** 阅读摘录 **
⟨

4.过定点p且与直线(x1,y1)-----(x2,y2)相切且半径为r的圆:
圆心到直线距离为r,圆心的轨迹为两条直线,可将直线顺时针(逆时针)旋转90度得到向量l,其方向向量为v。以直线上两点为端点,以v为方向向量求出两模为r的向量,其两端点即为圆心所在直线上两点。据此,可求出圆心所在直线L。
(1)可以根据圆心到定点p的距离为r,列方程求解圆心。
(2)圆心同时在以p为圆心,以r为半径的圆C上。所以可以求出圆C与直线L的交点,即为圆心。
5.半径为r且与两条直线相切的圆:
与4类似,求出圆心所在直线,两两求交点即为圆心坐标。
6.与两圆相外切半径为r的圆:
根据两圆得到以C1为圆心,以C1.r+R为半径的圆和以C2为圆心,以C2.r+R为半径的圆,求其交点即为所求圆心。
lrj code:
// UVa12304 2D Geometry 110 in 1!
// Rujia Liu
#include<cstdio>
#include<cmath>
#include<algorithm>
#include<string>
#include<iostream>
#include<vector>
#include<cassert>
using namespace std;
const double eps = 1e-6;
int dcmp(double x)
{
if(fabs(x) < eps) return 0;
else return x < 0 ? -1 : 1;
}
const double PI = acos(-1);
struct Point
{
double x, y;
Point(double x=0, double y=0):x(x),y(y) { }
};
typedef Point Vector;
Vector operator + (Vector A, Vector B)
{
return Vector(A.x+B.x, A.y+B.y);
}
Vector operator - (Point A, Point B)

⟩

** 条目列表 **
⟨

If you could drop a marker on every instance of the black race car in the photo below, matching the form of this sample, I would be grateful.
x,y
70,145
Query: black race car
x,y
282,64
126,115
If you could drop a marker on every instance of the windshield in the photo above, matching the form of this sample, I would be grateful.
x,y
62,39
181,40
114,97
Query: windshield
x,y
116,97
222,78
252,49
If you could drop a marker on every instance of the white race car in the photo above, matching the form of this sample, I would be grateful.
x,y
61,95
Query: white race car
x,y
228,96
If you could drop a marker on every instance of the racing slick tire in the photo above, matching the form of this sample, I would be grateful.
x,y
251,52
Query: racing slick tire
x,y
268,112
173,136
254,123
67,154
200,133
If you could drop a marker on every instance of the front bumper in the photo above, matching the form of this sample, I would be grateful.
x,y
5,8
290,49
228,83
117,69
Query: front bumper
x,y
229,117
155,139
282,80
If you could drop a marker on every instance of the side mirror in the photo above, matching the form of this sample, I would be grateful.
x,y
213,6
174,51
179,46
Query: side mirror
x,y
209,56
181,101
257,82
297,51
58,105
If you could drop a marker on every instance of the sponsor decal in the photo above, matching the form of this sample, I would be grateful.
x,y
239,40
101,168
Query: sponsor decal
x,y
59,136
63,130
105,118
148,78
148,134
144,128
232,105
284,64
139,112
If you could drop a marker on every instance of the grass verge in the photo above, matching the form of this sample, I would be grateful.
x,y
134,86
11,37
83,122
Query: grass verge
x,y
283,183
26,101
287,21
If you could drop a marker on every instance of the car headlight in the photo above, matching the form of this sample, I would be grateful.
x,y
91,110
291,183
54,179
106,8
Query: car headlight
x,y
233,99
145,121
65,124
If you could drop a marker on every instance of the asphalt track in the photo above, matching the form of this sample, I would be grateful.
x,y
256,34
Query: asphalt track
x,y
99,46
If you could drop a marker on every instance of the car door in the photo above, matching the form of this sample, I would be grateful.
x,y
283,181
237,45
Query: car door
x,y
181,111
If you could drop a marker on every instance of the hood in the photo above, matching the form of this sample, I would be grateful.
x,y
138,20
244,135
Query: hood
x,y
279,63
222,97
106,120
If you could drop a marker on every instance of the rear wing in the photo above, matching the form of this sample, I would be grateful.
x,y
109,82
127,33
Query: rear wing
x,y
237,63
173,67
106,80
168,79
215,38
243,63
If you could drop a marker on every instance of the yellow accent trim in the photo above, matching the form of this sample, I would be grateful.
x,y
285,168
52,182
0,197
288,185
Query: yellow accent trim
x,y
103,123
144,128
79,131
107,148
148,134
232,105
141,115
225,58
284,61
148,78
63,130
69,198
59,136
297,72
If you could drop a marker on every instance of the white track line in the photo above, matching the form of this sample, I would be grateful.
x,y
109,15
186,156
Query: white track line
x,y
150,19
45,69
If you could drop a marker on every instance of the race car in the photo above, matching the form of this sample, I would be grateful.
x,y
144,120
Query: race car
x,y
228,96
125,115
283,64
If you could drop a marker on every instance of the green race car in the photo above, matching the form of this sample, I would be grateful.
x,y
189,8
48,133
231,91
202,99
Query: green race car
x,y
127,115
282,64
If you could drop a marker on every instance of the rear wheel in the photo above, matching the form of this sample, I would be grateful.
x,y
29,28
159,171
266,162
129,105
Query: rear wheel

⟩
⟨

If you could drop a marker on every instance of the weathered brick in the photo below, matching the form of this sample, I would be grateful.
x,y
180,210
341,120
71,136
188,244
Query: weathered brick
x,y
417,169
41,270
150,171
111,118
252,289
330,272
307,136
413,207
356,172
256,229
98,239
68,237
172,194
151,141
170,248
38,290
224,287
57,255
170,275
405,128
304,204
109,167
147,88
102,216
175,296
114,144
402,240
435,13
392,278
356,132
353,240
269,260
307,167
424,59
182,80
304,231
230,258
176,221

⟩
⟨

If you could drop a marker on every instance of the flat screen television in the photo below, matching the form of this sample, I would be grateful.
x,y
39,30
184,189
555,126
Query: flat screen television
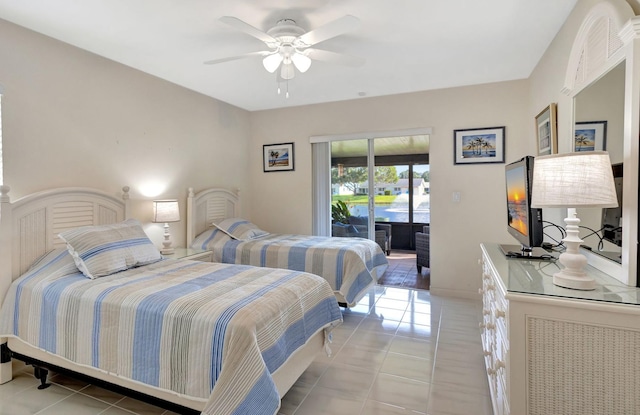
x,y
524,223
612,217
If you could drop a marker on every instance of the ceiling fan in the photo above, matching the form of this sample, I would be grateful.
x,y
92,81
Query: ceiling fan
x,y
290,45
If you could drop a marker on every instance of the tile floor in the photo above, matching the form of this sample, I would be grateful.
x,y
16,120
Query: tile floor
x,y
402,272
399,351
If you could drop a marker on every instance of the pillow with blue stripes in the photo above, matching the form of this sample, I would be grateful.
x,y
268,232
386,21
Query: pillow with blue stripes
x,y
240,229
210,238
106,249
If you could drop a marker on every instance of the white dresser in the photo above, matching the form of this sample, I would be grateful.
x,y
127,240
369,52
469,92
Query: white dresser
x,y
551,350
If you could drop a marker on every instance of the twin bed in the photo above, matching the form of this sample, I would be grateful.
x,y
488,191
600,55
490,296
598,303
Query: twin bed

⟩

** 任务要求 **
1. 请照抄摘录中从"(2)圆心同时在以p为圆心,以r为半径的"一直到"Geometry 110 in 1!"的原文。
2. 摘录的代码用 #include 引入了哪些头文件?请全部列出。

** 任务答案 **
1.
(2)圆心同时在以p为圆心,以r为半径的圆C上。所以可以求出圆C与直线L的交点,即为圆心。
5.半径为r且与两条直线相切的圆:
与4类似,求出圆心所在直线,两两求交点即为圆心坐标。
6.与两圆相外切半径为r的圆:
根据两圆得到以C1为圆心,以C1.r+R为半径的圆和以C2为圆心,以C2.r+R为半径的圆,求其交点即为所求圆心。
lrj code:
// UVa12304 2D Geometry 110 in 1!

2. cstdio、cmath、algorithm、string、iostream、vector、cassert